▶ OBJECTIVE: Edit the data below, replacing "Pardon the interruption" with "Excuse me" everywhere it appears and leaving all other text unchanged.

▶ Raw records:

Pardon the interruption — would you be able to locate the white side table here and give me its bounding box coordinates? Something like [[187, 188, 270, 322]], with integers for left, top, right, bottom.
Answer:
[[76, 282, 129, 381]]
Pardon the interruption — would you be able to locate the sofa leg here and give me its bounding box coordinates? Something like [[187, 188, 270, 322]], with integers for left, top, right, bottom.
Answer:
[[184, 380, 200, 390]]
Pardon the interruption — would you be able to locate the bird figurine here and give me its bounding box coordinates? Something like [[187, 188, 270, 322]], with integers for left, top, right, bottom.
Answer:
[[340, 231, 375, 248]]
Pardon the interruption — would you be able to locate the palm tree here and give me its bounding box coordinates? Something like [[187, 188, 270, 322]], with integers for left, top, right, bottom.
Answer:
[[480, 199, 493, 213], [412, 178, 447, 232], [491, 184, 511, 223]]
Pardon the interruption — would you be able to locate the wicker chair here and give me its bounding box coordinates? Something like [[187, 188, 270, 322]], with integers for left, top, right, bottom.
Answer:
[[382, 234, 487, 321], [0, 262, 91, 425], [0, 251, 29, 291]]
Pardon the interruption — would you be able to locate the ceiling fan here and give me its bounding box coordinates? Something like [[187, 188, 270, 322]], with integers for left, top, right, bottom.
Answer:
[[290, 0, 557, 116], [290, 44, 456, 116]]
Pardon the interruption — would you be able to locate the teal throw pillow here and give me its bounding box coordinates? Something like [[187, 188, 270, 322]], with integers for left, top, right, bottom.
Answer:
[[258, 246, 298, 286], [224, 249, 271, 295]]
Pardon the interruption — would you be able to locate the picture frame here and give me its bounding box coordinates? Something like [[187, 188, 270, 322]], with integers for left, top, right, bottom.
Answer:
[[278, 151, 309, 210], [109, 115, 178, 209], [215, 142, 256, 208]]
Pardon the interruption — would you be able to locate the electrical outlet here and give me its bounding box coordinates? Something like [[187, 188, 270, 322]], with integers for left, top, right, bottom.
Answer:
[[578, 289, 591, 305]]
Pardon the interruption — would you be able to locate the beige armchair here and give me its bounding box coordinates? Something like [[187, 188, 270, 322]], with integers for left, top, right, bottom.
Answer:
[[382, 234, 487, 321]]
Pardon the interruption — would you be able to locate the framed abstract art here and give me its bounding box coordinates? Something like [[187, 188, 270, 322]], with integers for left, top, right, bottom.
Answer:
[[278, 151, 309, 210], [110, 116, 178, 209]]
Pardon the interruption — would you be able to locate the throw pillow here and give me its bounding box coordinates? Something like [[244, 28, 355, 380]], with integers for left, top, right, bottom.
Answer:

▶ RESPONSE TO THE EXERCISE:
Excuse me — would you be able to locate the white side table here and give me its bounding box coordinates? Something like [[187, 188, 270, 322]], with integers for left, top, right, bottom.
Answer:
[[76, 282, 129, 381]]
Excuse me — would you be able to locate the sofa leg here and give me its bounding box coordinates? Something like [[187, 188, 270, 322]], with integers for left, top, right, bottom.
Answer:
[[184, 380, 200, 390]]
Excuse me — would you be able to locate the bird figurine here and give me its bounding box coordinates? Something like [[187, 188, 270, 322]], with integers for left, top, right, bottom.
Answer:
[[340, 231, 375, 248]]
Excuse me — would you be able to locate the palm tree here and give me its bounding box coordinates? Something like [[187, 188, 270, 322]], with integers for left, top, right, bottom.
Answer:
[[480, 199, 493, 213], [412, 178, 447, 232], [491, 184, 511, 223]]
Excuse me — would you be able to locate the wicker chair here and give me its bounding box coordinates? Something like [[187, 188, 270, 322]], with integers for left, top, right, bottom.
Answer:
[[382, 234, 487, 321], [0, 262, 91, 425], [0, 251, 29, 291]]
Excuse me — would you be able to locate the ceiling fan here and give me its bounding box coordinates? Something like [[187, 188, 270, 322]], with integers for left, top, right, bottom.
Answer:
[[290, 0, 557, 116], [290, 44, 456, 116]]
Excuse me — would you be able to locate the teal throw pillow here and give me its bounding box coordinates? Something like [[187, 188, 270, 322]], with integers for left, top, right, bottom.
Answer:
[[258, 246, 298, 286], [224, 249, 271, 295]]
Excuse me — would you be able to locate the picture frame here and give me its bounding box coordinates? Something like [[187, 188, 270, 322]], with integers for left, top, right, bottom.
Answer:
[[278, 151, 309, 210], [109, 115, 178, 209], [215, 142, 256, 208]]
Excuse me — would you be able to locate the electrical outlet here and give me its bounding box coordinates? Something like [[187, 188, 270, 322]], with integers for left, top, right, bottom.
Answer:
[[578, 289, 591, 305]]
Excuse me — would you be able to locate the beige armchair here and give me its bounding box coordinates? Something like [[187, 188, 270, 322]], with integers for left, top, right, bottom.
Answer:
[[382, 234, 487, 321]]
Excuse me — would you be able to locate the framed abstract art here and give me its bounding box coordinates? Something like [[187, 188, 270, 322]], with integers for left, top, right, bottom.
Answer:
[[278, 151, 309, 210], [110, 116, 178, 209]]
Excuse me — would you be able to locate the throw pillow here and give me its bounding box coordinates? Something like [[244, 28, 355, 380]], with integers for left, top, right, bottom.
Answer:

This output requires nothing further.